* _Text segment_
=== Section Start ===
In a report by the National Commission on Terrorism last year, the FBI is faulted for slowness in disseminating "terrorist information that may not relate to an immediate threat". Even when it had information, the report said, the FBI sometimes did not know what to make of it. One reason, the report said, was that investigators "lack the training or time to make such assessments".

Since 1996, the FBI has been examining theories that international terrorists were using US flight schools to learn to fly jumbo jets. The FBI carried out inquiries at several schools but failed to spot any possible plot related to the US.

But in mid-August, the owners of a Minnesota flying school alerted the FBI to a man who paid cash to use flight simulators to learn how to fly passenger jets. The man, Zacarias Moussaoui, is now being hailed as a material witness but at the time was held in a local jail on immigration violations.

Ten days before the attack, French intelligence officials notified the FBI that Moussaoui was a radical Islamic extremist with possible ties to Afghan terrorist training camps, but he was not taken into federal custody.

What is coming under closest scrutiny is the bureau's inability to find al-Midhar and Alhazmi.

On August 23rd, the CIA cabled the FBI and other agencies that they should be on alert for two men with possible links to terrorists. Al-Midhar had been videotaped months before meeting a suspect in the bombing of the USS Cole, and the CIA advisory was "not a routine matter," an official familiar with the events told the Washington Post. The FBI sought the men in New York and Los Angeles but they had been living in San Diego.

One of the problems has been the shortage of Arab speakers. Last week, the FBI director Robert Mueller said there was a "critical need" for translators in Arabic, Farsi and Pashto. There has been a big response but the FBI has to ensure that no terrorist uses the post to infiltrate the organisation.
=== Section End ===
Source data
=== Section Start ===
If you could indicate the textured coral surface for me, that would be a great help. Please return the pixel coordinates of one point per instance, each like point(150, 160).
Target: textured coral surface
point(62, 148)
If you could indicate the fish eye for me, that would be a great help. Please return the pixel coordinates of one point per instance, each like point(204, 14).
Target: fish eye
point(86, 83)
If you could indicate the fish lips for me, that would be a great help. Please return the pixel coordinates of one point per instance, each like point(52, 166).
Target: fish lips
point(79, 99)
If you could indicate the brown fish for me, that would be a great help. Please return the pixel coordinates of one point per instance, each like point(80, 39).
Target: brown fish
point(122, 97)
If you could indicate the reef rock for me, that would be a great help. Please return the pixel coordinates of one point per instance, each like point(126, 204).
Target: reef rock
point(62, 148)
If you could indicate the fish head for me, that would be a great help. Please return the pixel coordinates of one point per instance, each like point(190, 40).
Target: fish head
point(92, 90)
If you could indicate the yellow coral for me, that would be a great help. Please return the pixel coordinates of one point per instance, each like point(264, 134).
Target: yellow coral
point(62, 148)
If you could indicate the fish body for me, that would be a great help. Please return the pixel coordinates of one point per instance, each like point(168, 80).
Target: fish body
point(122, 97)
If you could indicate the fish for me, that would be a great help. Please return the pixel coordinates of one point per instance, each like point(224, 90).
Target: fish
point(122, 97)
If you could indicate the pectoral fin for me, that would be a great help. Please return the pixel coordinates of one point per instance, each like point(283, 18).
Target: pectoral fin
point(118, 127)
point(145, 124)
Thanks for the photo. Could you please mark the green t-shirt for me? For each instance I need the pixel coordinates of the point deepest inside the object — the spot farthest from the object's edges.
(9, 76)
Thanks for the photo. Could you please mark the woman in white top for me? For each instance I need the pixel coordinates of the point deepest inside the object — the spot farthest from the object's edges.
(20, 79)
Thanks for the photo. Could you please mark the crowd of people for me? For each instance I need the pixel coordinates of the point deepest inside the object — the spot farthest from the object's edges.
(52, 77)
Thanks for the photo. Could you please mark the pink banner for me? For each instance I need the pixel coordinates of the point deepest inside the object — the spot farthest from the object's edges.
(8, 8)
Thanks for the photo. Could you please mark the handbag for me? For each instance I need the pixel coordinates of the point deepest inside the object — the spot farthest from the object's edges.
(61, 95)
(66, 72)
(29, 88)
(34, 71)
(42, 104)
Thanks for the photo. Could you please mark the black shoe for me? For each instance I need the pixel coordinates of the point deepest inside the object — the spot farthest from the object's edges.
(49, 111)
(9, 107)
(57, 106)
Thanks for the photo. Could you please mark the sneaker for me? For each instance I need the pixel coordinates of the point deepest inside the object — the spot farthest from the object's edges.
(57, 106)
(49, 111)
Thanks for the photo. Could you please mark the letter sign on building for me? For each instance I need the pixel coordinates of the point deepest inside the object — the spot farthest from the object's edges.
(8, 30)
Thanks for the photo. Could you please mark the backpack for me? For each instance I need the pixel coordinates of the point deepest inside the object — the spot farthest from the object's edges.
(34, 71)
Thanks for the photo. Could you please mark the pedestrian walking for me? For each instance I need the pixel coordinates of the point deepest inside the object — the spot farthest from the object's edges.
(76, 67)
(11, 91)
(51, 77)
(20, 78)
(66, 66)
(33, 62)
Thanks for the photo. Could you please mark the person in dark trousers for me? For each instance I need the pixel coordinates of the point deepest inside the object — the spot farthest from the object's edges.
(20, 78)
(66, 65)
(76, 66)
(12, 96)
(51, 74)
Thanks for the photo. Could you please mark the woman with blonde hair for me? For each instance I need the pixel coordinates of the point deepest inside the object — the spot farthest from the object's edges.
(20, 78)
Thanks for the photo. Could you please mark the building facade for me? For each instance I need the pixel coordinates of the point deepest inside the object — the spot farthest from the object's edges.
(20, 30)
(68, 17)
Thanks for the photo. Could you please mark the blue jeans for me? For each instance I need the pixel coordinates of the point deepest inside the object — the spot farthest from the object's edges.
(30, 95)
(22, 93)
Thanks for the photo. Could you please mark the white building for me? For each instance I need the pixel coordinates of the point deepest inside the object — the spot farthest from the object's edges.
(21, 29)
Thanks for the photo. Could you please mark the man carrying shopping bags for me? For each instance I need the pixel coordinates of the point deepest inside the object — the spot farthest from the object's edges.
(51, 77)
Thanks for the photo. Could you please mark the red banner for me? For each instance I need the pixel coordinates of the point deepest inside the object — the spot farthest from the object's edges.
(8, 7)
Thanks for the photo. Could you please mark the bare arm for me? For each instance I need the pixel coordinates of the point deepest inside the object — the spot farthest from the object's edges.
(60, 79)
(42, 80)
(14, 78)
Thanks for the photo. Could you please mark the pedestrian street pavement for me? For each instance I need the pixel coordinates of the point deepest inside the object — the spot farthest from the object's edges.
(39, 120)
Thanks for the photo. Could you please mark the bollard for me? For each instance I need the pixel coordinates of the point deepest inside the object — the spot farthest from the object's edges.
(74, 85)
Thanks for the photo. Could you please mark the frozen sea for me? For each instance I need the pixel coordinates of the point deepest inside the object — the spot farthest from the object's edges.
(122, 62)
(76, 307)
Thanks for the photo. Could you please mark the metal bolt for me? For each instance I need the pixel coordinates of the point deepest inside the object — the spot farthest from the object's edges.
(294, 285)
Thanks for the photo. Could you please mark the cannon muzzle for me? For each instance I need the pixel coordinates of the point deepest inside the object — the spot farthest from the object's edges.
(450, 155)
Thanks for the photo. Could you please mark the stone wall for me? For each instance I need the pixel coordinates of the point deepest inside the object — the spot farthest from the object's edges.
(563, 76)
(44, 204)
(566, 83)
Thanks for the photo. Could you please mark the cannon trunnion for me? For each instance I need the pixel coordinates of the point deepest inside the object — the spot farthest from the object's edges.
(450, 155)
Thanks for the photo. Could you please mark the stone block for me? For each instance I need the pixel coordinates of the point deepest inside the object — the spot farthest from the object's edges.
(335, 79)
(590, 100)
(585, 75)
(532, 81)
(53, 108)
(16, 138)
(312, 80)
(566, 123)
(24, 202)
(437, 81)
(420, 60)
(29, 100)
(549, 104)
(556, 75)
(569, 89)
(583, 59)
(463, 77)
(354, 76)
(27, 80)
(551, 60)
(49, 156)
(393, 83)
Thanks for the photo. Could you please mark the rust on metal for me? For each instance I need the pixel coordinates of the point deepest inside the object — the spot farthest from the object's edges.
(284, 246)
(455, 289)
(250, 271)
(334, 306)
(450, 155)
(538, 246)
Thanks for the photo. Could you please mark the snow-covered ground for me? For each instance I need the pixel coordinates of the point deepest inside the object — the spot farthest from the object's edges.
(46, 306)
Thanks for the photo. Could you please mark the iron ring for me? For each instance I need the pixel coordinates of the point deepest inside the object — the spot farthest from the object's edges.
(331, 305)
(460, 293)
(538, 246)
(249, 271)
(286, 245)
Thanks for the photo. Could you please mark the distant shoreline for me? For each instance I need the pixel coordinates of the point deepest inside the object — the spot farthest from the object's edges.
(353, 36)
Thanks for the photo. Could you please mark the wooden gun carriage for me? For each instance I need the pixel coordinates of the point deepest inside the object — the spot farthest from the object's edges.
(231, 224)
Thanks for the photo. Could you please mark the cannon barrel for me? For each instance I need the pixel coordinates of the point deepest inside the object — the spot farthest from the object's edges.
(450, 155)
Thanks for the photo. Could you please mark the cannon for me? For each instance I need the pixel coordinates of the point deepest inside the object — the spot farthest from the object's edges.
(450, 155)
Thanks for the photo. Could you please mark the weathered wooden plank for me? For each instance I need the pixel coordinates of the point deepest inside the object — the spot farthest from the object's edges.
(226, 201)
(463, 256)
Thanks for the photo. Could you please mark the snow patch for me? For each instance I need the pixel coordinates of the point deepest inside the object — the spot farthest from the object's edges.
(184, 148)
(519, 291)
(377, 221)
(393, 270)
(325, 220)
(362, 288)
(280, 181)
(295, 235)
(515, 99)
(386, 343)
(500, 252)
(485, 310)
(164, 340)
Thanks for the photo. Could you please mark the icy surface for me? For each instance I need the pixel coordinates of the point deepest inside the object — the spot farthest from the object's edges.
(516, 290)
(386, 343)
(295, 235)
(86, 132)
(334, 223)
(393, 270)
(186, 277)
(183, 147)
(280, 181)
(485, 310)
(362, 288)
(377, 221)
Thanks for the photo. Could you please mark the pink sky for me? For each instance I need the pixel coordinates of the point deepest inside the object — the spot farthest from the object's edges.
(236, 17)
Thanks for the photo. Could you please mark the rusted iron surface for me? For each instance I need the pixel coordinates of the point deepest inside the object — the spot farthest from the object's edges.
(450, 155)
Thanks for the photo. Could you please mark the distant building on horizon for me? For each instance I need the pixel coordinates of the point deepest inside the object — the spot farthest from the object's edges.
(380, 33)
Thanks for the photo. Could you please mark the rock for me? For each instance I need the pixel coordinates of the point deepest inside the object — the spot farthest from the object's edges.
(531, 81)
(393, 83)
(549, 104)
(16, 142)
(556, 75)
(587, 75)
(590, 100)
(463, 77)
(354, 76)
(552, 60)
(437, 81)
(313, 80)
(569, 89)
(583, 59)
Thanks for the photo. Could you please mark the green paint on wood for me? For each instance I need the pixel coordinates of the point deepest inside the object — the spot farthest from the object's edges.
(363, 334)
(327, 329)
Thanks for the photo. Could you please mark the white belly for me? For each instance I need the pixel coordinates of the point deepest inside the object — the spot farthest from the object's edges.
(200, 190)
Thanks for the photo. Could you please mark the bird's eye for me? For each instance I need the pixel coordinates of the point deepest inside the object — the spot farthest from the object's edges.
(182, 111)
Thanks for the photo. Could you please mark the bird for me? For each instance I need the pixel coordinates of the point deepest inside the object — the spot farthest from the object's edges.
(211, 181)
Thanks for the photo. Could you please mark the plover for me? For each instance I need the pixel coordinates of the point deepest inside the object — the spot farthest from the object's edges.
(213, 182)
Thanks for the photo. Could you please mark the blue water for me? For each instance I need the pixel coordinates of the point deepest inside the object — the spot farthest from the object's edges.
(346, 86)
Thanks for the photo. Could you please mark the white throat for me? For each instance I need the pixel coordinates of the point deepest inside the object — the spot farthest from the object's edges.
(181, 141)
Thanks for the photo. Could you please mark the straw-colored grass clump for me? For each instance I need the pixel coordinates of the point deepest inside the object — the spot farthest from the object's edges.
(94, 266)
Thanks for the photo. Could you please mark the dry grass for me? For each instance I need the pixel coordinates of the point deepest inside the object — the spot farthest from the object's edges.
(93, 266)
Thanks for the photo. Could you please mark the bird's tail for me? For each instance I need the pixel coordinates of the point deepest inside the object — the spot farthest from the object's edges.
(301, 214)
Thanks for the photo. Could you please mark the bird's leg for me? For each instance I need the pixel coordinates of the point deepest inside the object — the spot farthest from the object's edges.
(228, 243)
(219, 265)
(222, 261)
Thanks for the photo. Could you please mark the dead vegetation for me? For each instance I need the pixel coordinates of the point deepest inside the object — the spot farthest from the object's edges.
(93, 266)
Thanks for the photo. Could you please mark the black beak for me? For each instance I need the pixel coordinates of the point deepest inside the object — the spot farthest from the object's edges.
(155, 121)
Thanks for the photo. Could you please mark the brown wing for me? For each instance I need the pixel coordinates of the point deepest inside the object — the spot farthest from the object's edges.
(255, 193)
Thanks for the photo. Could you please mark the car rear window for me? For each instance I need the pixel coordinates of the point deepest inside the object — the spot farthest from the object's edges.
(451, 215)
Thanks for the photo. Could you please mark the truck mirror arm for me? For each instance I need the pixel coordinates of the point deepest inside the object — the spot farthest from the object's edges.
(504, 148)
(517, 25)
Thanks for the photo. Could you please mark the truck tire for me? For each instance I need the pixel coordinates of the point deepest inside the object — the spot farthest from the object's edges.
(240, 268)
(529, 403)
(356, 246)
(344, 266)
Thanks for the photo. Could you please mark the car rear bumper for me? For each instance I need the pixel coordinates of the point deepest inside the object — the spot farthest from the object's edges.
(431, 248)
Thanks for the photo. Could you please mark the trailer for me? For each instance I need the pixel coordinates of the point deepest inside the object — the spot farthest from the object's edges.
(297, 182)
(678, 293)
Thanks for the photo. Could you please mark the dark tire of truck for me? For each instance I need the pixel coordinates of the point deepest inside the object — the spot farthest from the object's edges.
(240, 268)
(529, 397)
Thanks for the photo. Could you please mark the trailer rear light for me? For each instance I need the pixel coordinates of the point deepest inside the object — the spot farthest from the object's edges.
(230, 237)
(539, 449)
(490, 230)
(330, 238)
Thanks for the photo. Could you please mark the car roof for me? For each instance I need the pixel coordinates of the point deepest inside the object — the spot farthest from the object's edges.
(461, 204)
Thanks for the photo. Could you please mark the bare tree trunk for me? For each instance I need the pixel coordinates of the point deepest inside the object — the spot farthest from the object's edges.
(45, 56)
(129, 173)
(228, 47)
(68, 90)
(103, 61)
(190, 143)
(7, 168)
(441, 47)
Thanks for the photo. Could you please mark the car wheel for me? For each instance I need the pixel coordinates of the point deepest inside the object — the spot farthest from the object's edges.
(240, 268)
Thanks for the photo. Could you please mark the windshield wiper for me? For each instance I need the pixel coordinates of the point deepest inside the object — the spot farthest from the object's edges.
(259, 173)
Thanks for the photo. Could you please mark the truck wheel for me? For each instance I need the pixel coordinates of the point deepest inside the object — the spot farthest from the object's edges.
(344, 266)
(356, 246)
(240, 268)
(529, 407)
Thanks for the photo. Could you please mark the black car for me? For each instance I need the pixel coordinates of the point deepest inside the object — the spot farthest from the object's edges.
=== Section End ===
* _What you are asked to do_
Can you write out, word for word, the entire passage above on the FBI's intelligence lapses before the attack?

* _Response to the exercise_
In a report by the National Commission on Terrorism last year, the FBI is faulted for slowness in disseminating "terrorist information that may not relate to an immediate threat". Even when it had information, the report said, the FBI sometimes did not know what to make of it. One reason, the report said, was that investigators "lack the training or time to make such assessments".

Since 1996, the FBI has been examining theories that international terrorists were using US flight schools to learn to fly jumbo jets. The FBI carried out inquiries at several schools but failed to spot any possible plot related to the US.

But in mid-August, the owners of a Minnesota flying school alerted the FBI to a man who paid cash to use flight simulators to learn how to fly passenger jets. The man, Zacarias Moussaoui, is now being hailed as a material witness but at the time was held in a local jail on immigration violations.

Ten days before the attack, French intelligence officials notified the FBI that Moussaoui was a radical Islamic extremist with possible ties to Afghan terrorist training camps, but he was not taken into federal custody.

What is coming under closest scrutiny is the bureau's inability to find al-Midhar and Alhazmi.

On August 23rd, the CIA cabled the FBI and other agencies that they should be on alert for two men with possible links to terrorists. Al-Midhar had been videotaped months before meeting a suspect in the bombing of the USS Cole, and the CIA advisory was "not a routine matter," an official familiar with the events told the Washington Post. The FBI sought the men in New York and Los Angeles but they had been living in San Diego.

One of the problems has been the shortage of Arab speakers. Last week, the FBI director Robert Mueller said there was a "critical need" for translators in Arabic, Farsi and Pashto. There has been a big response but the FBI has to ensure that no terrorist uses the post to infiltrate the organisation.